*** Extracted material Section Begins ***
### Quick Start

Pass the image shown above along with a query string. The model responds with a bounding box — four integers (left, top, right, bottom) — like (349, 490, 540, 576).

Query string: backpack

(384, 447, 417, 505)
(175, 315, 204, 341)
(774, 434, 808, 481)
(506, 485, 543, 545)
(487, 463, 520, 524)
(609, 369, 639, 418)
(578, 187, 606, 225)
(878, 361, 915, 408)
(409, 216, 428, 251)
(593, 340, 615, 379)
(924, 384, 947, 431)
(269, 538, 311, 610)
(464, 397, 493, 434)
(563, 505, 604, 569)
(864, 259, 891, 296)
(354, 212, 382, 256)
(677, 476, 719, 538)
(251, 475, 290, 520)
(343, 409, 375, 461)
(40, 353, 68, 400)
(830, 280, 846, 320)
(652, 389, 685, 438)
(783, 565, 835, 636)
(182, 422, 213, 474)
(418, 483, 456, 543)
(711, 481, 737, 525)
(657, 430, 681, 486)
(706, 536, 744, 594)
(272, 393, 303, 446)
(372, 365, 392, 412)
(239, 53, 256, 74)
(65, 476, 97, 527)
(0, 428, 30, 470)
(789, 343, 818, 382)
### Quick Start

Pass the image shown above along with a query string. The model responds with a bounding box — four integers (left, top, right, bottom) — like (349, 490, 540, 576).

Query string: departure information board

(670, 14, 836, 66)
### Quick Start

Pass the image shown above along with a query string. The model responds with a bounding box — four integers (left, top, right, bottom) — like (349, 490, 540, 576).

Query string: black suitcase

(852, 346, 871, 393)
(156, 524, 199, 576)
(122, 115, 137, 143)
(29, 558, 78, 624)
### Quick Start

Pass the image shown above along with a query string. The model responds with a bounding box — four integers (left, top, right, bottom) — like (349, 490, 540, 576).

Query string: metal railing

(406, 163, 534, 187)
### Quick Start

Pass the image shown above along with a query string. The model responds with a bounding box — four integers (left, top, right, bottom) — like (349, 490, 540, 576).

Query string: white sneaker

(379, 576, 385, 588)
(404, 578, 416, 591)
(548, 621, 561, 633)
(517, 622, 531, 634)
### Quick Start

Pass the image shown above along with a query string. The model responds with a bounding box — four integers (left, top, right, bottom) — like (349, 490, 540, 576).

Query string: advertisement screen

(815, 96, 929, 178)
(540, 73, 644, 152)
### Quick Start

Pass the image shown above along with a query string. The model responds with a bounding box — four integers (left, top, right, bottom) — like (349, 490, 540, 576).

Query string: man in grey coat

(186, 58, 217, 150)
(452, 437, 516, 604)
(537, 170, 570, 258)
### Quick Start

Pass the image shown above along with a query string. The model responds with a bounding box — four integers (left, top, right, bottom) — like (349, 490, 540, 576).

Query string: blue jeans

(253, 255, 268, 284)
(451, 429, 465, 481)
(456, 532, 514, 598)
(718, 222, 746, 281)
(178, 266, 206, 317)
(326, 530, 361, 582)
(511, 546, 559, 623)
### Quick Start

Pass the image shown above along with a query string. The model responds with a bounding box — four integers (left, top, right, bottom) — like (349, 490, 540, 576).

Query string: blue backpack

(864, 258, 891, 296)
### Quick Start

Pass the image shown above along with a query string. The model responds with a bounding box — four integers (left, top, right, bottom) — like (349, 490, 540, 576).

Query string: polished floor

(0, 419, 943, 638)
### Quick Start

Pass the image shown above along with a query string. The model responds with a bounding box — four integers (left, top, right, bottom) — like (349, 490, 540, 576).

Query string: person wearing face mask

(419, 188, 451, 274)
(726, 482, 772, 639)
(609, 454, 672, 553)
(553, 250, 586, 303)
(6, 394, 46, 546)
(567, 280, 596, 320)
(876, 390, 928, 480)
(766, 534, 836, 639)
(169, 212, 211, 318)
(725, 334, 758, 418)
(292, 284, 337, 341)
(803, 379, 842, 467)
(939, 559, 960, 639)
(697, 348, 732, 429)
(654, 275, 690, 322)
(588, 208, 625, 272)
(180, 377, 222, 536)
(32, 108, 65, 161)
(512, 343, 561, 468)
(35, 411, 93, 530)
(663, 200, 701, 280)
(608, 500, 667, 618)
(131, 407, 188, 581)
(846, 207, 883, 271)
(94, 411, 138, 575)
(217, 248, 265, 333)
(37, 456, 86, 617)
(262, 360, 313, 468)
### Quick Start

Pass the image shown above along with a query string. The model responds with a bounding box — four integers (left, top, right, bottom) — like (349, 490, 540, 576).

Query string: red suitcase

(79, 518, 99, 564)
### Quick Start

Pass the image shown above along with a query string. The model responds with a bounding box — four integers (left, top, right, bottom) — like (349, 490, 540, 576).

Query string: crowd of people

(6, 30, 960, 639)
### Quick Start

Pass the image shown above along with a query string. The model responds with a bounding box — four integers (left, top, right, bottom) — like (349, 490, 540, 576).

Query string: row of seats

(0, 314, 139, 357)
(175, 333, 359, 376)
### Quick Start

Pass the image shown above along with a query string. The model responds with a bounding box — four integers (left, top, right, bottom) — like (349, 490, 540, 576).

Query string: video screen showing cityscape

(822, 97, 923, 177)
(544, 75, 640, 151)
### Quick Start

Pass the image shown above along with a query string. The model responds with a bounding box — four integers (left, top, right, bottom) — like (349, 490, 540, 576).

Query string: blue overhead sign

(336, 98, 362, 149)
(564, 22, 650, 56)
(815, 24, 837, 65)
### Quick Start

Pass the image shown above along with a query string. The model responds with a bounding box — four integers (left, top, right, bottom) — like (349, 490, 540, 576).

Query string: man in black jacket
*** Extracted material Section Ends ***
Keep only the lines from the one containing "Query string: video screen showing cityscape" through the final line of the records, and transcribe them exactly.

## Answer
Query string: video screen showing cityscape

(822, 97, 923, 177)
(544, 75, 640, 151)
### Quick Start

Pass the image shown above along with a query string. The model responds with a bounding box — four integers (left, top, right, bottom) — like (349, 490, 540, 576).

Query string: blue overhead sign

(336, 98, 362, 149)
(564, 22, 650, 56)
(815, 24, 837, 65)
### Quick Start

Pass the image shown above along with a query string. The model responds with a bounding box — four integers (left, top, right, bottom) — like (349, 490, 540, 576).

Query string: man in black jacket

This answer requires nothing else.